***** DATA TO USE *****
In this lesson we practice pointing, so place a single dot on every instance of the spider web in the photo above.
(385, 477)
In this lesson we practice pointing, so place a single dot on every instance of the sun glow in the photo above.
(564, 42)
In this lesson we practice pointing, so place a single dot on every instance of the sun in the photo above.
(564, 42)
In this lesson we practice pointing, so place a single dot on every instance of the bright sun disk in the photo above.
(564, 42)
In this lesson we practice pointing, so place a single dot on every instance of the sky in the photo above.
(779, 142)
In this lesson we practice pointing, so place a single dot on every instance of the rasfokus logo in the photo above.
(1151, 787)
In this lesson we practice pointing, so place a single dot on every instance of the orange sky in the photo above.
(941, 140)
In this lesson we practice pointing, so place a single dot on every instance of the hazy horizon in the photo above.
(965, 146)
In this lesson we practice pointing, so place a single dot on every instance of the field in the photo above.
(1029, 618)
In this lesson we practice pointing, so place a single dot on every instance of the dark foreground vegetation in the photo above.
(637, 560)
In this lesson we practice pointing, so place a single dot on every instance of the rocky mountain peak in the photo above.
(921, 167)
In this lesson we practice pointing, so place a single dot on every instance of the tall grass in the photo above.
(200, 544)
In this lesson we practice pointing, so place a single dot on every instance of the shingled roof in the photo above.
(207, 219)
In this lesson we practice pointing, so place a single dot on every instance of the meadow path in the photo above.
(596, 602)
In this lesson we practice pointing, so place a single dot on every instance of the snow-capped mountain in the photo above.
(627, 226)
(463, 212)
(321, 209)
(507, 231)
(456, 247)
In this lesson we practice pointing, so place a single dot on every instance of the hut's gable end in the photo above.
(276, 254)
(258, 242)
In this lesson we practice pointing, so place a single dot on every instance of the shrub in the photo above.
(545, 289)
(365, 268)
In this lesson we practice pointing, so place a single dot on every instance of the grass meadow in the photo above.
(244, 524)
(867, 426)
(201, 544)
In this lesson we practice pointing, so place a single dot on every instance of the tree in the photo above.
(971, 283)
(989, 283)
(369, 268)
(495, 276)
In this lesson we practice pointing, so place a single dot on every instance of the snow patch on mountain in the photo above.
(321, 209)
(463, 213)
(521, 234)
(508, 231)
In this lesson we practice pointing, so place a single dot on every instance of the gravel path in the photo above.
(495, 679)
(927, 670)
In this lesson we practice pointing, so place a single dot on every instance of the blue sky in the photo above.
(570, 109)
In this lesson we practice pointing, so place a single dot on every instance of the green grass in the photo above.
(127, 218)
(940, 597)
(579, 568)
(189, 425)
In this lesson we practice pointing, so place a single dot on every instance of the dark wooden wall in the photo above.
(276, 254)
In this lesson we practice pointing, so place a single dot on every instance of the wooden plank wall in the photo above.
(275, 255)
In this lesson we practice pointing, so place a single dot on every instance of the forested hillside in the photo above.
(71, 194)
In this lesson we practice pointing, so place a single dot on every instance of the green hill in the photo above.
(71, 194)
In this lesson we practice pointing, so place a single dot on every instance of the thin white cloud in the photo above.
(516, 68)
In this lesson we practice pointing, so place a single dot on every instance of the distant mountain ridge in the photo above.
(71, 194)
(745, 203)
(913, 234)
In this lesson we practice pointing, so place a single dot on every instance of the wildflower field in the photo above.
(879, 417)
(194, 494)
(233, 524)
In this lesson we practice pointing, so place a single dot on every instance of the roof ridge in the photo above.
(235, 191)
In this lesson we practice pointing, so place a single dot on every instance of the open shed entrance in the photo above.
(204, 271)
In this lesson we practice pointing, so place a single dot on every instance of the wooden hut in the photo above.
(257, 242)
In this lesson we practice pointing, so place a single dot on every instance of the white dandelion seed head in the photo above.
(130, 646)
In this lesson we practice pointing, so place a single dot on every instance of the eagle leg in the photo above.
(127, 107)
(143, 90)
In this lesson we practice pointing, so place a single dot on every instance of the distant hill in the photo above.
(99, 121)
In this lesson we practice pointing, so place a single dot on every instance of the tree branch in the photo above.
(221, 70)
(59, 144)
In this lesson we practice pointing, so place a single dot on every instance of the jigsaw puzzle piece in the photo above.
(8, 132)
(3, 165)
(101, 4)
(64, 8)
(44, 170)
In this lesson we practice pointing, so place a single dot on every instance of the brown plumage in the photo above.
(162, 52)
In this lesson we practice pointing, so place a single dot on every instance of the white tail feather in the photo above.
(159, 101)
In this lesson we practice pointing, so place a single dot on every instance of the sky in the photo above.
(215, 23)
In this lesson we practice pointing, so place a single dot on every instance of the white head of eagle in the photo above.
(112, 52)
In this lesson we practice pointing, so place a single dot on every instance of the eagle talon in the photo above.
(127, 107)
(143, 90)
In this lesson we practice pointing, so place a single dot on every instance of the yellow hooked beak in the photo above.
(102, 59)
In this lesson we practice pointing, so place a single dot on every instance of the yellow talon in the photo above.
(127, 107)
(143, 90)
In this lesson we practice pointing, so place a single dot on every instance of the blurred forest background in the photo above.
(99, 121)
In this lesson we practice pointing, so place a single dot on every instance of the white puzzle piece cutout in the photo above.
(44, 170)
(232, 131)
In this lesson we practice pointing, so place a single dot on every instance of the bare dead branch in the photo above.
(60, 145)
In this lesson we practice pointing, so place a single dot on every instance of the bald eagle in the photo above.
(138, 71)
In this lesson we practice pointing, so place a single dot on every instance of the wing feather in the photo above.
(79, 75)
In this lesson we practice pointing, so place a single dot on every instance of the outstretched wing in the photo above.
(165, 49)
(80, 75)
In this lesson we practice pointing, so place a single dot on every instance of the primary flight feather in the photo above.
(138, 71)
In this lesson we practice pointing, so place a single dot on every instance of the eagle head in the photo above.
*****
*ASSIGNMENT*:
All the records above need to be transcribed exactly and in full.

*WRITTEN ANSWER*:
In this lesson we practice pointing, so place a single dot on every instance of the spider web in the photo above.
(385, 477)
In this lesson we practice pointing, so place a single dot on every instance of the sun glow in the photo above.
(564, 42)
In this lesson we practice pointing, so place a single dot on every instance of the sun in the photo above.
(564, 42)
In this lesson we practice pointing, so place a single dot on every instance of the bright sun disk in the photo above.
(564, 42)
In this lesson we practice pointing, so place a single dot on every instance of the sky in the photo above.
(779, 142)
In this lesson we practice pointing, so place a single dot on every instance of the rasfokus logo in the photo above.
(1151, 787)
In this lesson we practice pointing, so place a single dot on every instance of the orange sky in the photo above.
(941, 140)
In this lesson we practice pointing, so place a single dot on every instance of the hazy horizon in the photo above.
(965, 146)
In this lesson we practice pointing, so place a single dot on every instance of the field in the photo above.
(1029, 618)
In this lesson we practice pointing, so place a single dot on every instance of the dark foreground vegetation in the photo above.
(637, 560)
In this lesson we practice pointing, so place a single dot on every instance of the rocky mountain peak in the photo above.
(921, 167)
In this lesson we practice pointing, so place a single dot on every instance of the tall grass in the photo above.
(200, 544)
In this lesson we practice pointing, so place a single dot on every instance of the shingled roof in the photo above.
(207, 219)
In this lesson we practice pointing, so place a single dot on every instance of the meadow path in the photo above.
(596, 602)
In this lesson we practice pointing, so place a single dot on every instance of the snow-capped mountain in the photo above.
(627, 226)
(463, 212)
(321, 209)
(507, 231)
(456, 247)
In this lesson we practice pointing, so place a single dot on every instance of the hut's gable end in the photo above.
(276, 254)
(258, 242)
In this lesson we practice pointing, so place a single dot on every instance of the shrub in the photo above.
(545, 289)
(365, 268)
In this lesson we practice pointing, so place a single dot on every instance of the grass meadow in the photo above.
(244, 524)
(867, 426)
(201, 544)
In this lesson we practice pointing, so place a single dot on every instance of the tree in the photo above.
(971, 283)
(989, 283)
(369, 268)
(495, 276)
In this lesson we practice pointing, so place a single dot on every instance of the snow patch on mountain in the photo above.
(321, 209)
(463, 213)
(521, 234)
(508, 231)
In this lesson we practice pointing, so place a single dot on every instance of the gravel path in the photo above.
(495, 679)
(927, 670)
In this lesson we practice pointing, so place a single dot on every instance of the blue sky in the photo above.
(570, 109)
In this lesson we practice pointing, so place a single dot on every instance of the green grass in the photo above.
(127, 218)
(940, 597)
(579, 568)
(189, 425)
In this lesson we practice pointing, so place a single dot on every instance of the dark wooden wall in the photo above.
(276, 254)
In this lesson we practice pointing, so place a single dot on every instance of the wooden plank wall in the photo above.
(275, 255)
In this lesson we practice pointing, so place a single dot on every instance of the forested hillside in the photo above.
(71, 194)
In this lesson we practice pointing, so place a single dot on every instance of the green hill in the photo above.
(71, 194)
In this lesson we practice pointing, so place a single dot on every instance of the thin white cloud in the photo above.
(516, 68)
In this lesson we practice pointing, so place a single dot on every instance of the distant mountain ridge in the photo above.
(71, 194)
(745, 203)
(913, 234)
In this lesson we practice pointing, so place a single dot on every instance of the wildflower field in the photo above.
(879, 417)
(194, 494)
(233, 524)
In this lesson we practice pointing, so place a single dot on every instance of the roof ridge in the photo above.
(235, 191)
In this lesson we practice pointing, so place a single dot on every instance of the open shed entrance in the photo above.
(204, 271)
In this lesson we practice pointing, so place a single dot on every instance of the wooden hut in the photo above.
(257, 242)
In this lesson we practice pointing, so place a single dot on every instance of the white dandelion seed head in the photo above.
(130, 646)
In this lesson we practice pointing, so place a single dot on every instance of the eagle leg in the photo above.
(127, 107)
(143, 90)
In this lesson we practice pointing, so place a single dot on every instance of the distant hill in the photo above.
(99, 121)
In this lesson we practice pointing, so place a single dot on every instance of the tree branch in the photo above.
(221, 70)
(59, 144)
In this lesson we practice pointing, so place a single dot on every instance of the jigsaw puzzle piece in the photo above.
(8, 132)
(3, 165)
(101, 4)
(64, 8)
(44, 170)
In this lesson we practice pointing, so place a single dot on every instance of the brown plumage in the photo above.
(162, 52)
In this lesson we practice pointing, so place a single dot on every instance of the white tail feather in the photo above.
(159, 101)
In this lesson we practice pointing, so place a single dot on every instance of the sky in the photo above.
(215, 23)
In this lesson we practice pointing, so place a single dot on every instance of the white head of eagle in the photo above.
(112, 52)
In this lesson we practice pointing, so place a single dot on every instance of the eagle talon in the photo above.
(127, 107)
(143, 90)
In this lesson we practice pointing, so place a single dot on every instance of the yellow hooked beak in the photo above.
(102, 59)
In this lesson we practice pointing, so place a single dot on every instance of the yellow talon in the photo above.
(127, 107)
(143, 90)
In this lesson we practice pointing, so place a single dot on every instance of the blurred forest background in the photo above.
(99, 121)
In this lesson we practice pointing, so place a single dot on every instance of the white puzzle piece cutout in the photo above.
(44, 170)
(232, 131)
In this lesson we practice pointing, so place a single dot on every instance of the bare dead branch in the photo above.
(60, 145)
In this lesson we practice pointing, so place a single dot on every instance of the bald eagle in the photo above.
(138, 71)
In this lesson we practice pointing, so place a single dot on every instance of the wing feather in the photo above.
(79, 75)
In this lesson we practice pointing, so place a single dot on every instance of the outstretched wing in the photo above.
(165, 49)
(80, 75)
In this lesson we practice pointing, so place a single dot on every instance of the primary flight feather in the photo above.
(138, 71)
In this lesson we practice pointing, so place a single dot on every instance of the eagle head in the photo above.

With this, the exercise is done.